*Task prompt*:
Copy out every entry that follows, without a single picture.

*Information given*:

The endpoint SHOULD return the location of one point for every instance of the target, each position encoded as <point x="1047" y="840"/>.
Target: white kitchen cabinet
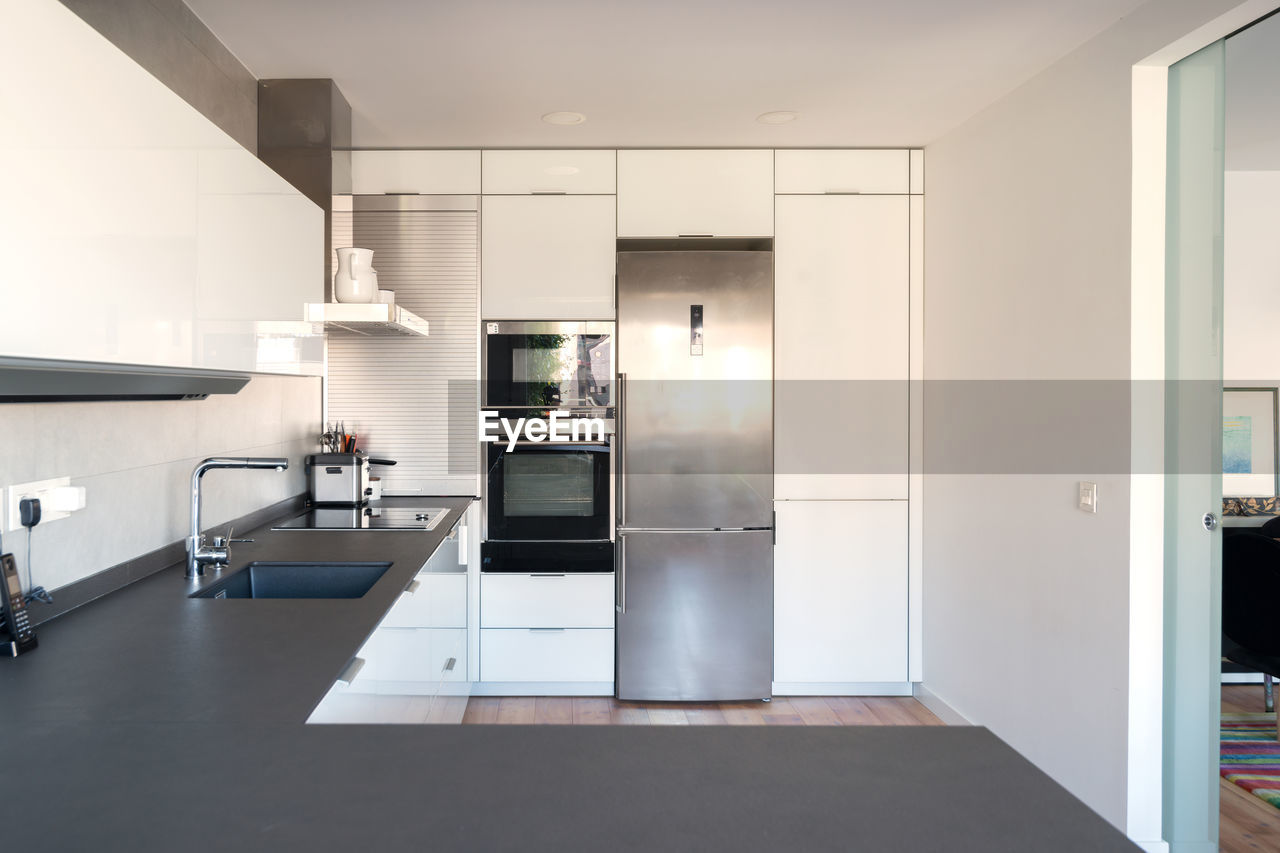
<point x="841" y="346"/>
<point x="840" y="611"/>
<point x="548" y="258"/>
<point x="439" y="601"/>
<point x="542" y="655"/>
<point x="849" y="170"/>
<point x="452" y="173"/>
<point x="545" y="601"/>
<point x="709" y="192"/>
<point x="155" y="238"/>
<point x="574" y="172"/>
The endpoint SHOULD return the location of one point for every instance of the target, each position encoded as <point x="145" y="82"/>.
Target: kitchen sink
<point x="297" y="580"/>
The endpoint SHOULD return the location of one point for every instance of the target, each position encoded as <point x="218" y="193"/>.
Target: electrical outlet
<point x="39" y="489"/>
<point x="1088" y="498"/>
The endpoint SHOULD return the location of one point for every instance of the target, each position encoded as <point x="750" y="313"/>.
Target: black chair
<point x="1251" y="602"/>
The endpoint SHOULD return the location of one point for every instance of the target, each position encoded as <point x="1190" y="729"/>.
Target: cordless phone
<point x="21" y="635"/>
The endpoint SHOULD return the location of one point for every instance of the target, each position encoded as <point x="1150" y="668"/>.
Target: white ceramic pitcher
<point x="355" y="279"/>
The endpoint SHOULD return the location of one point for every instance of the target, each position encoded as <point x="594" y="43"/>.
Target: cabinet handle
<point x="621" y="574"/>
<point x="352" y="670"/>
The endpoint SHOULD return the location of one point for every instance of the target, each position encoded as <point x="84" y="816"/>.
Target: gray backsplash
<point x="135" y="461"/>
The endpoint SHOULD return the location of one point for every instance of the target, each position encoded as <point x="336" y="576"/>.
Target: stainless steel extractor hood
<point x="55" y="381"/>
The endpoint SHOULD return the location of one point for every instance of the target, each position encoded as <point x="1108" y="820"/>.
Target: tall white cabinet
<point x="845" y="605"/>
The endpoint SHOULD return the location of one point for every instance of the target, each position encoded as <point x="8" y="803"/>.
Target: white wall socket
<point x="1088" y="501"/>
<point x="39" y="489"/>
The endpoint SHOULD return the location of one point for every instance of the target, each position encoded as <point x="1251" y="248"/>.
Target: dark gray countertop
<point x="149" y="653"/>
<point x="149" y="721"/>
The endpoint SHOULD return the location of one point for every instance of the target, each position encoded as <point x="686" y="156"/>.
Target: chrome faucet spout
<point x="199" y="555"/>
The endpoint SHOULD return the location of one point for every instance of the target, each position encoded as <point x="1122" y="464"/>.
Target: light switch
<point x="1088" y="497"/>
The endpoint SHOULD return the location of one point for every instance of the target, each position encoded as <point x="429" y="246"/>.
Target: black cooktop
<point x="366" y="518"/>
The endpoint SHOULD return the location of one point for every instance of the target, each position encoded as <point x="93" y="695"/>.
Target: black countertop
<point x="151" y="721"/>
<point x="149" y="653"/>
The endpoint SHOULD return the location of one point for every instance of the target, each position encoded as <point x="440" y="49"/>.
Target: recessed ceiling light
<point x="565" y="118"/>
<point x="777" y="117"/>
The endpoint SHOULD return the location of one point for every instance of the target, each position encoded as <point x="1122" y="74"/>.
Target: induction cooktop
<point x="365" y="518"/>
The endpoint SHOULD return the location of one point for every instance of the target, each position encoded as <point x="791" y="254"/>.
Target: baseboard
<point x="542" y="688"/>
<point x="1242" y="678"/>
<point x="841" y="688"/>
<point x="1152" y="847"/>
<point x="940" y="708"/>
<point x="86" y="589"/>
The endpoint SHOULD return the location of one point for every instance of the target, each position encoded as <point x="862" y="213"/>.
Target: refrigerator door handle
<point x="620" y="575"/>
<point x="621" y="448"/>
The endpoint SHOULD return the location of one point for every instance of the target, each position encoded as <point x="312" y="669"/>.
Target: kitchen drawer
<point x="531" y="172"/>
<point x="439" y="601"/>
<point x="416" y="656"/>
<point x="867" y="170"/>
<point x="542" y="655"/>
<point x="547" y="601"/>
<point x="415" y="172"/>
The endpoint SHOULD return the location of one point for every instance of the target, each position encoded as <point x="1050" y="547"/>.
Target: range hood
<point x="55" y="381"/>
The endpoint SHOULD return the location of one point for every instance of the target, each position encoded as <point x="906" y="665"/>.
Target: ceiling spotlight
<point x="777" y="117"/>
<point x="565" y="118"/>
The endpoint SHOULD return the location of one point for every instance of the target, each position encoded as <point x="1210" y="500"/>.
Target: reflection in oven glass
<point x="548" y="484"/>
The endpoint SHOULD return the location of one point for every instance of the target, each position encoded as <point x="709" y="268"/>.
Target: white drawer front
<point x="439" y="601"/>
<point x="415" y="172"/>
<point x="547" y="601"/>
<point x="547" y="170"/>
<point x="868" y="170"/>
<point x="533" y="655"/>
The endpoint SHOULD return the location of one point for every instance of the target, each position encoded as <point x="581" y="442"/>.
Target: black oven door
<point x="540" y="492"/>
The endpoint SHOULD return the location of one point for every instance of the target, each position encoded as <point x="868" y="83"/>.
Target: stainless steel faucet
<point x="199" y="555"/>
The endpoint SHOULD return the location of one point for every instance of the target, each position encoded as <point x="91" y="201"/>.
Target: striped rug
<point x="1251" y="755"/>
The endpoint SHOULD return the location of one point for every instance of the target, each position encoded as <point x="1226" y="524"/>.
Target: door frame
<point x="1147" y="626"/>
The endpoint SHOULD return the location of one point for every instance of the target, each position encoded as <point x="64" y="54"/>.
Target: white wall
<point x="1028" y="278"/>
<point x="1251" y="313"/>
<point x="135" y="461"/>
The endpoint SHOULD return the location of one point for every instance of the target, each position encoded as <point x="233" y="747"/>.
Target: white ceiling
<point x="1253" y="97"/>
<point x="470" y="73"/>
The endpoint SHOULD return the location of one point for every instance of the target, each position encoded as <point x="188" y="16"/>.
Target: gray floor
<point x="184" y="787"/>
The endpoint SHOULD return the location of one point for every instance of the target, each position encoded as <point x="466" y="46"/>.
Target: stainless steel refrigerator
<point x="695" y="475"/>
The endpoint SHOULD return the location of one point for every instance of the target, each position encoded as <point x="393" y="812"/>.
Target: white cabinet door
<point x="439" y="601"/>
<point x="415" y="172"/>
<point x="672" y="194"/>
<point x="549" y="172"/>
<point x="545" y="601"/>
<point x="840" y="585"/>
<point x="863" y="170"/>
<point x="547" y="258"/>
<point x="841" y="346"/>
<point x="545" y="655"/>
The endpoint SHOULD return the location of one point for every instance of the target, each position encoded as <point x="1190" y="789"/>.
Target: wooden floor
<point x="795" y="711"/>
<point x="1247" y="822"/>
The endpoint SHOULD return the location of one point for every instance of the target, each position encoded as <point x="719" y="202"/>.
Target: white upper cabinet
<point x="547" y="258"/>
<point x="862" y="170"/>
<point x="673" y="194"/>
<point x="448" y="173"/>
<point x="840" y="593"/>
<point x="136" y="231"/>
<point x="549" y="172"/>
<point x="841" y="346"/>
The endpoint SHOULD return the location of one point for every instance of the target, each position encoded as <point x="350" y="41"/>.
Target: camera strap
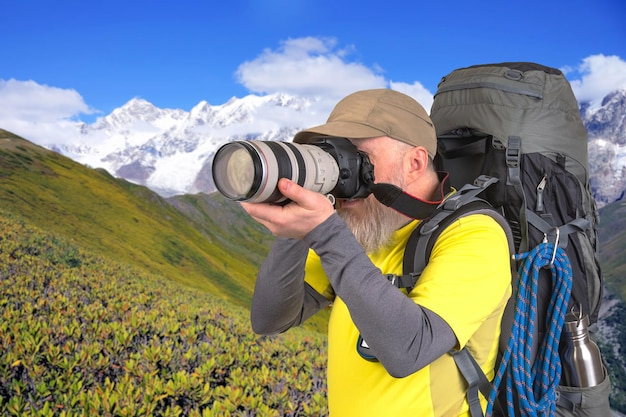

*Completed exercise*:
The endpoint SHOULD return the location of one point for every instance of the target, each position encoded as <point x="1047" y="840"/>.
Target: white kitchen cabinet
<point x="841" y="346"/>
<point x="840" y="611"/>
<point x="548" y="258"/>
<point x="439" y="601"/>
<point x="542" y="655"/>
<point x="849" y="170"/>
<point x="452" y="173"/>
<point x="545" y="601"/>
<point x="709" y="192"/>
<point x="155" y="238"/>
<point x="574" y="172"/>
The endpoint SHOULD return the location of one point for every instance of the target, each position encoded as <point x="145" y="82"/>.
Target: kitchen sink
<point x="297" y="580"/>
The endpoint SHOULD return the location of one point for every instance of the target, each position encoded as <point x="218" y="193"/>.
Target: electrical outlet
<point x="39" y="489"/>
<point x="1088" y="498"/>
The endpoint SHOULD return the location of one point for every instance of the target, each position encoded as <point x="750" y="313"/>.
Target: black chair
<point x="1251" y="602"/>
The endpoint SHOULD return the location of one point for every instance of the target, each position encoded as <point x="1190" y="729"/>.
Target: cordless phone
<point x="21" y="635"/>
The endpoint SHOULD return the location of one point for every instance of the target, each position encoded as <point x="1150" y="668"/>.
Target: white ceramic pitcher
<point x="355" y="279"/>
The endpoint SHOULD return the location of one point for every instance of the target, each position encoded as <point x="594" y="43"/>.
Target: cabinet handle
<point x="621" y="574"/>
<point x="352" y="670"/>
The endpoint SHOULD return the location of one point for every instance of the target, each position encoded as <point x="84" y="816"/>.
Target: gray backsplash
<point x="135" y="461"/>
The endpoint SHOULD return the location of one point for every instance of the target, each position encoded as <point x="336" y="576"/>.
Target: stainless steel extractor hood
<point x="55" y="381"/>
The endpoint SHOULD return the location of one point for every instance of the target, each position encoded as <point x="1108" y="820"/>.
Target: tall white cabinet
<point x="845" y="605"/>
The endpoint SHOULD return the location of one point for every instance of the target, each position encoded as <point x="8" y="803"/>.
Target: white wall socket
<point x="1088" y="501"/>
<point x="39" y="489"/>
The endpoint SHOULD return the location of one point for every instance of the target, each position encoded as <point x="1251" y="248"/>.
Target: dark gray countertop
<point x="149" y="653"/>
<point x="149" y="721"/>
The endpoint SHOULD return the location of one point for every instance of the target, each position encoded as <point x="686" y="156"/>.
Target: chrome faucet spout
<point x="199" y="555"/>
The endpoint SHOULD return the location of one point for every instance of the target, each position encoded as <point x="1122" y="464"/>.
Target: light switch
<point x="1088" y="497"/>
The endpoint SHOULD return the location of one point for every instance of the target, each position encoded as <point x="429" y="246"/>.
Target: black cooktop
<point x="366" y="518"/>
The endpoint SHOULD return the location of one point for every instance of the target, each position encoded as <point x="93" y="695"/>.
Target: black countertop
<point x="151" y="721"/>
<point x="149" y="653"/>
The endpoint SHOULD return the location of one point for every instance of the target, each position encoded as <point x="440" y="49"/>.
Target: recessed ceiling light
<point x="565" y="118"/>
<point x="777" y="117"/>
The endpoint SHOULD return the location of one point for every instance of the target, each position encoded as <point x="1122" y="74"/>.
Target: induction cooktop
<point x="365" y="518"/>
The endpoint SHOULD return the location of one point for every instance of the target, each position encoded as <point x="791" y="254"/>.
Target: baseboard
<point x="542" y="688"/>
<point x="1242" y="678"/>
<point x="841" y="688"/>
<point x="1152" y="847"/>
<point x="940" y="708"/>
<point x="86" y="589"/>
The endpoint SHOULD return the location of one point for every instance of the target, each position encoded as <point x="862" y="213"/>.
Target: refrigerator door handle
<point x="620" y="575"/>
<point x="621" y="448"/>
The endpoint SHOULD return the location of one point for every instance of the target, each position encoded as <point x="312" y="669"/>.
Target: kitchen drawer
<point x="531" y="172"/>
<point x="439" y="601"/>
<point x="416" y="656"/>
<point x="867" y="170"/>
<point x="542" y="655"/>
<point x="547" y="601"/>
<point x="415" y="172"/>
The endpoint SHOULD return the location of one point for every instance of the target, each position encoded as <point x="1050" y="547"/>.
Target: range hood
<point x="55" y="381"/>
The endpoint SHOULD return the location of one point for every instance of the target, each position encoded as <point x="906" y="665"/>.
Target: ceiling spotlight
<point x="777" y="117"/>
<point x="565" y="118"/>
The endpoint SHOULD return the location of one point for every instance of the target, each position encoded as <point x="1210" y="500"/>.
Target: reflection in oven glass
<point x="548" y="484"/>
The endpoint SHOULD return the location of one point for every instance of the target, each position encoded as <point x="709" y="268"/>.
Target: white drawer front
<point x="439" y="601"/>
<point x="415" y="172"/>
<point x="547" y="601"/>
<point x="547" y="170"/>
<point x="868" y="170"/>
<point x="533" y="655"/>
The endpoint SHOULD return the location of one point for every instance of the target, each position encoded as <point x="581" y="442"/>.
Target: black oven door
<point x="540" y="492"/>
The endpoint SHOULD return the location of one point for every instance of the target, each position encoded as <point x="868" y="83"/>.
Target: stainless steel faucet
<point x="199" y="555"/>
The endpoint SHOULD return the location of one point for every instance of the target, each position encoded as <point x="91" y="201"/>.
Target: striped rug
<point x="1251" y="755"/>
The endpoint SHOULD return the location of one point for every instance of the target, each position encoded as <point x="1226" y="524"/>.
Target: door frame
<point x="1147" y="626"/>
The endpoint SHOULD return the location of one point for every instance of the target, each position encoded as <point x="64" y="54"/>.
Target: white wall
<point x="1028" y="278"/>
<point x="1251" y="313"/>
<point x="135" y="461"/>
The endpoint SHOULD return the location of one point for every instance of the target, each position encoded as <point x="233" y="747"/>.
Target: white ceiling
<point x="1253" y="97"/>
<point x="470" y="73"/>
The endpoint SHOULD return the location of one point for every instance of the target, each position encoded as <point x="188" y="16"/>.
Target: gray floor
<point x="184" y="787"/>
The endpoint SHOULD return the location of one point for every instance of the target, each position encoded as <point x="466" y="46"/>.
Target: stainless steel refrigerator
<point x="695" y="475"/>
The endpoint SHOULD return the location of one point for every instance of the target, each position encoded as <point x="393" y="812"/>.
Target: white cabinet door
<point x="439" y="601"/>
<point x="415" y="172"/>
<point x="672" y="194"/>
<point x="549" y="172"/>
<point x="545" y="601"/>
<point x="840" y="585"/>
<point x="863" y="170"/>
<point x="547" y="258"/>
<point x="841" y="346"/>
<point x="545" y="655"/>
The endpoint SHOULD return the location of one point for every instance of the target, each position encoded as <point x="1190" y="789"/>.
Target: wooden floor
<point x="795" y="711"/>
<point x="1247" y="822"/>
The endpoint SHOULD return the location of one point for every instance of the target, each position encoded as <point x="719" y="202"/>.
Target: white upper cabinet
<point x="547" y="258"/>
<point x="862" y="170"/>
<point x="673" y="194"/>
<point x="448" y="173"/>
<point x="840" y="593"/>
<point x="136" y="231"/>
<point x="549" y="172"/>
<point x="841" y="346"/>
The endpoint SHOULD return the location of one point for every instance of the target, each position encoded as <point x="350" y="41"/>.
Target: camera strap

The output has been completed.